## Exercise 1
In the Ghost Recon Breakpoint review, which other game is said to have a built-in way to mark or group-select gear for selling or dismantling?
## Exercise 2
Rewrite the paragraph of the Ghost Recon Breakpoint review that begins "There's also the comedy-grade catalogue" as a short bulleted list, keeping its main facts.
## Exercise 3
Write what comes next in the Ghost Recon Breakpoint review, picking up after its last sentence.

## Passage provided

Characters jump about in cut scenes; sunlight filters through gaps in the wall of a cave deep underground; rocks have scenery visible inside them; your soldier appears with his hands gripping an invisible weapon, his finger exercising proper trigger discipline in thin air; story completion rests at 0% when you’ve just finished Act 3; the screen frequently freezes; there’s stuttering audio in conversations; and sometimes all your operator’s customised gear disappears during cut scenes.

Those aren’t the only issues. For a game so relentlessly based on swapping out equipment, there’s no way to mark or group select kit you want to sell or dismantle, leaving you with minutes of repeatedly choosing an item, holding down a button, choosing another item, and holding down another button. It’s the sort of thing that absolutely must have come up during play-testing, and is a baked-in feature of The Division 2, but conspicuous by its absence here, amidst a menu system that might charitably be called a rat’s nest.

There’s also the comedy-grade catalogue of microtransactional content, of which the season passes are only the start. The game is so desperate for you to spend more money it tries to tempt you into buying sets of rifles, scopes, handguns, attachments, gun blueprints, melee weapons, and even skill points. Yes, you can buy skill points to save you from the bother of actually having to play the game. And while you can earn plenty of weapons and upgrades in-game, some are firmly locked behind paywalls, a sharp slap in the face when you’ve already paid circa £60 to be there in the first place.

Ghost Recon Breakpoint (PS4) – beards vs. masks

There are welcome changes too, though. With no actual nations involved, there’s none of Wildlands’ jingoism. It’s also less focused on the masturbatory worship of military hardware; it’s still all about guns, body armour, and tactical trousers, but the looter shooter gear rush means you never have any piece of kit long enough to develop a fetishistic attachment to it. It will still be catnip to those who enjoy playing milsim Barbie dress-up, but it’s hard to imagine that faction being in the majority.

## Entries shown
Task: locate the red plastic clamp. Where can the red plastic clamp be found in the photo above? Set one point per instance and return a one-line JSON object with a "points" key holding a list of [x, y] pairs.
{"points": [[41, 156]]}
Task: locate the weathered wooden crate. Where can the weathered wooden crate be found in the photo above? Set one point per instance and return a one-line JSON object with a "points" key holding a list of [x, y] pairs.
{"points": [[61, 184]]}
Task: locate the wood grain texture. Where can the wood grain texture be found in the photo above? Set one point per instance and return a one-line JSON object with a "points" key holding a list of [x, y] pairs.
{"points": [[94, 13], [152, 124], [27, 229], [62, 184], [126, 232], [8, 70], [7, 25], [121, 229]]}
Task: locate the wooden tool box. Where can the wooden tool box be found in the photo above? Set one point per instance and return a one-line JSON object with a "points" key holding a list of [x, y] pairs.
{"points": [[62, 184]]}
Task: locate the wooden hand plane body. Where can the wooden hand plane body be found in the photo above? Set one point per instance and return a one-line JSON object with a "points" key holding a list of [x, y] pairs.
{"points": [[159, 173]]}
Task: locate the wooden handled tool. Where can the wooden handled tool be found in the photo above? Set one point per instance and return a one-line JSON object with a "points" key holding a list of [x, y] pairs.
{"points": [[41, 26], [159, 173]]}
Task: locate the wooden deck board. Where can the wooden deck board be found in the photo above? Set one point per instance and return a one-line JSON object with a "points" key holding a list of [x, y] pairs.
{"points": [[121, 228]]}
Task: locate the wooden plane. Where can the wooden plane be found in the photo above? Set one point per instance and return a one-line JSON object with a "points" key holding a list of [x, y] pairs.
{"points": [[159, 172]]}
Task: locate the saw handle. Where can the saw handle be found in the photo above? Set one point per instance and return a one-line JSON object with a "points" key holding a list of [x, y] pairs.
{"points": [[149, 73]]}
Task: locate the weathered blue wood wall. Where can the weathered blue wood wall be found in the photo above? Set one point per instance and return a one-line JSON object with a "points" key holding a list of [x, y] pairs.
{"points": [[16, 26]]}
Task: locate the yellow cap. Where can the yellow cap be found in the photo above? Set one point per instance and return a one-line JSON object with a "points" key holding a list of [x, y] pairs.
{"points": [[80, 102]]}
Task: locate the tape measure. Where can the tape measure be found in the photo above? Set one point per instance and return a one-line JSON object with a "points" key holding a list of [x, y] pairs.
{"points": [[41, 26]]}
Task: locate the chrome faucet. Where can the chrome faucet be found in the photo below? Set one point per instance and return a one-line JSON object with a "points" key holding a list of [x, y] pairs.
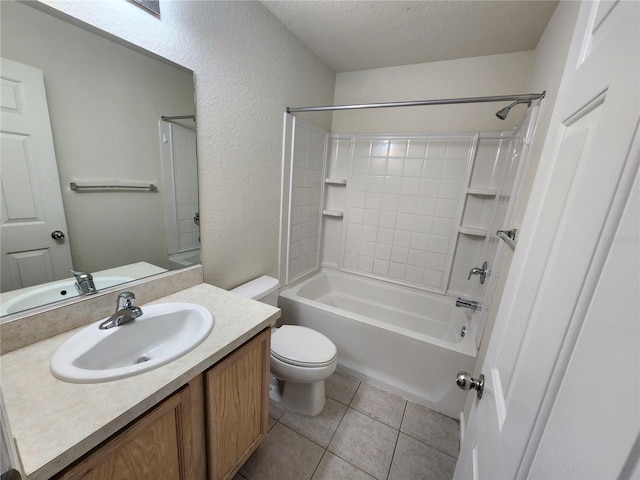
{"points": [[483, 272], [125, 312], [466, 303], [84, 283]]}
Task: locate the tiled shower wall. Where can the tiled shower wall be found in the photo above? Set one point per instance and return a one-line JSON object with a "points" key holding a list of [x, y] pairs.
{"points": [[186, 182], [307, 176], [402, 207]]}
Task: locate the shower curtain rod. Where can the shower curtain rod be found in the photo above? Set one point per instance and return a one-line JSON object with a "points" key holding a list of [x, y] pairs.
{"points": [[179, 117], [445, 101]]}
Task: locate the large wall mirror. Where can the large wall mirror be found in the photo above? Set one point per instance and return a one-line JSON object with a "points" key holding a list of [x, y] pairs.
{"points": [[82, 110]]}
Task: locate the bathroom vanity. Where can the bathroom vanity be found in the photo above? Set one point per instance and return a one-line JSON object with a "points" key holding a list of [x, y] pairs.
{"points": [[198, 417]]}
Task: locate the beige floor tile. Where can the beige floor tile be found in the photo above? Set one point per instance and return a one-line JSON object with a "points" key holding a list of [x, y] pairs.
{"points": [[275, 411], [283, 455], [379, 404], [414, 460], [320, 428], [432, 428], [334, 468], [341, 387], [365, 443]]}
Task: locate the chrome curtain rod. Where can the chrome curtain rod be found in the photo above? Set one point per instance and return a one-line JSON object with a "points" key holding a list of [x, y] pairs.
{"points": [[178, 117], [445, 101]]}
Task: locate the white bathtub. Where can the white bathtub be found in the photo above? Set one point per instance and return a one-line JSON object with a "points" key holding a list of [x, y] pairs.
{"points": [[405, 341]]}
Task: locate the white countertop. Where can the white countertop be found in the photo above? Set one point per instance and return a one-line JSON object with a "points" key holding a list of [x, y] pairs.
{"points": [[55, 422]]}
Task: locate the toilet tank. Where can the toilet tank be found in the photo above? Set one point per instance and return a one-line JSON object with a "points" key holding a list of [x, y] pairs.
{"points": [[264, 289]]}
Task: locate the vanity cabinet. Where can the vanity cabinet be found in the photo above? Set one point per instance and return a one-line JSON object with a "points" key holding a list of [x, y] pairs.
{"points": [[213, 423], [157, 445]]}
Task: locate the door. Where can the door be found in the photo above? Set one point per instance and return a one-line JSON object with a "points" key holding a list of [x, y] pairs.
{"points": [[180, 171], [583, 183], [31, 200]]}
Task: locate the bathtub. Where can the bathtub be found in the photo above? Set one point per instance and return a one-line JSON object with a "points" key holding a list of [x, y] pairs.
{"points": [[405, 341]]}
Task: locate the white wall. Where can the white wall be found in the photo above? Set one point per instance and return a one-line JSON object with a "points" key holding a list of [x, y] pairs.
{"points": [[248, 68], [547, 64], [490, 75], [105, 129]]}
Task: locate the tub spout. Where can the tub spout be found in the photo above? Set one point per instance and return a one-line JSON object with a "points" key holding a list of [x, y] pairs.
{"points": [[466, 303]]}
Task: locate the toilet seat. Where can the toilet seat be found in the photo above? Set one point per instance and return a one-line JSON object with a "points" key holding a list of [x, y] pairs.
{"points": [[302, 347]]}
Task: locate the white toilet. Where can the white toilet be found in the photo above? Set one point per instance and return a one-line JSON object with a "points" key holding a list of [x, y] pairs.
{"points": [[301, 358]]}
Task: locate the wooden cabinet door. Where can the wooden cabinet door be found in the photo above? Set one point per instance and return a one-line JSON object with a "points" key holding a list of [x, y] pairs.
{"points": [[237, 403], [157, 446]]}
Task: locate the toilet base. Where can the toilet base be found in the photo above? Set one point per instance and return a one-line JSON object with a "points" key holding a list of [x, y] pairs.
{"points": [[304, 398]]}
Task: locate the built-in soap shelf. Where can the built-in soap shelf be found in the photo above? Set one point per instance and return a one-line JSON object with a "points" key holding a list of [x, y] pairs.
{"points": [[333, 213], [475, 231], [483, 192], [335, 181]]}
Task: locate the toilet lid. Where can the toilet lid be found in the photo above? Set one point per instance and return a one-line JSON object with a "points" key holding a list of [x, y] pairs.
{"points": [[302, 346]]}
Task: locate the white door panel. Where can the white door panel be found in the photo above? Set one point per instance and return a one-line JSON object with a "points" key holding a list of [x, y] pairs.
{"points": [[581, 188], [30, 190]]}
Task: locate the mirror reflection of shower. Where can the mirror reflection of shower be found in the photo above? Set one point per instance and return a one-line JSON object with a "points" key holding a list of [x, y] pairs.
{"points": [[179, 164]]}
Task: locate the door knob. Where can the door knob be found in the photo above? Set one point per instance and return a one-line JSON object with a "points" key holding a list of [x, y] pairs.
{"points": [[466, 382]]}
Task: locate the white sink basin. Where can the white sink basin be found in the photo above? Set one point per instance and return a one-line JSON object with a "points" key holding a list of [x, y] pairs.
{"points": [[57, 291], [161, 334]]}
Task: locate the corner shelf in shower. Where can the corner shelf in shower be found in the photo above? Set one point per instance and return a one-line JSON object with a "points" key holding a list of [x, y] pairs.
{"points": [[335, 181], [333, 213], [482, 192], [474, 231]]}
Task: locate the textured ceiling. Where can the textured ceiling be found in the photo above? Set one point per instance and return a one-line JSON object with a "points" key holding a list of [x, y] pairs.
{"points": [[359, 35]]}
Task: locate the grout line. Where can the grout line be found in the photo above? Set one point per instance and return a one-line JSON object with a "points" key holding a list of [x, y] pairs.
{"points": [[395, 447], [429, 445]]}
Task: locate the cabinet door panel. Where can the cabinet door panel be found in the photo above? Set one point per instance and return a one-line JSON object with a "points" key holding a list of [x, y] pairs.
{"points": [[237, 406], [155, 447]]}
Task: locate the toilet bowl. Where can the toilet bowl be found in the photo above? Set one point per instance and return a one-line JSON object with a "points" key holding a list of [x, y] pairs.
{"points": [[301, 358]]}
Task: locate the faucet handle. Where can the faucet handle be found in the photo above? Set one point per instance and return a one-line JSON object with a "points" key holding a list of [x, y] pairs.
{"points": [[483, 272], [80, 276], [125, 300]]}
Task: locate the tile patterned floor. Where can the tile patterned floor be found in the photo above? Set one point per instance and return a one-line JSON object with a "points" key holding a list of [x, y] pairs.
{"points": [[363, 433]]}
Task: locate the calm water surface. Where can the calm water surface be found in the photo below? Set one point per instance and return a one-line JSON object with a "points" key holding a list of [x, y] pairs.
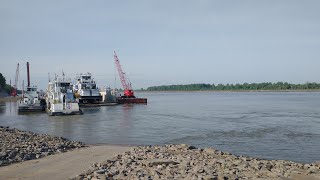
{"points": [[270, 125]]}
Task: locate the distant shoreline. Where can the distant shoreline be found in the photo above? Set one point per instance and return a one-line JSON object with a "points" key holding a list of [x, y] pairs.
{"points": [[9, 99], [302, 90]]}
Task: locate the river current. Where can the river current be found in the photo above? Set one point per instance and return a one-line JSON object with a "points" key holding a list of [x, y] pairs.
{"points": [[269, 125]]}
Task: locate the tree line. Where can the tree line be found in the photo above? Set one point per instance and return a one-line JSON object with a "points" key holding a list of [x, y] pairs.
{"points": [[237, 87]]}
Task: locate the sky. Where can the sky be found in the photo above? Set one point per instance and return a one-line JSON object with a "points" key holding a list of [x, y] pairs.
{"points": [[162, 42]]}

## Answer box 1
The Division 2.

## Answer box 2
- The game has a huge catalogue of microtransactions, and the season passes are only the start.
- It pushes players to buy sets of rifles, scopes, handguns, attachments, gun blueprints, melee weapons and even skill points.
- Buying skill points lets players skip having to actually play the game.
- Many weapons and upgrades can be earned in-game, but some are only available by paying.
- This comes on top of the roughly £60 players have already paid for the game.

## Answer box 3
Behind all the glitches, contradictions, and hard sell, there are excellent moments of gaming to be had as you silently take out guards on a high-tech fortress, sneak into a heavily guarded base to hack a computer without being spotted, or simply trot through the woods picking off patrols for sport, whether solo or with friends. It’s engaging and does genuinely have its own distinct feel compared with past outings in the series.

There’s also a cornucopia of stuff to explore. 4v4 Ghost Wars, daily faction missions with their own mostly cosmetic reward structures, side missions, roadside incidents, and a very large – if slightly empty-feeling – landmass to see by foot, helicopter, boat, and road. You’ll find points of interest, huge abandoned buildings, and the infrastructure of a technology company big enough to construct a drone army.

As with any game as a service, a great many complaints will no doubt be addressed as Breakpoint matures. The Division at launch was a bit of a mess, and that eventually became a force to be reckoned with. Still, it’s depressing to see yet another AAA game released before it’s ready, and one where some of those flaws are inspired only by the greed of the publisher.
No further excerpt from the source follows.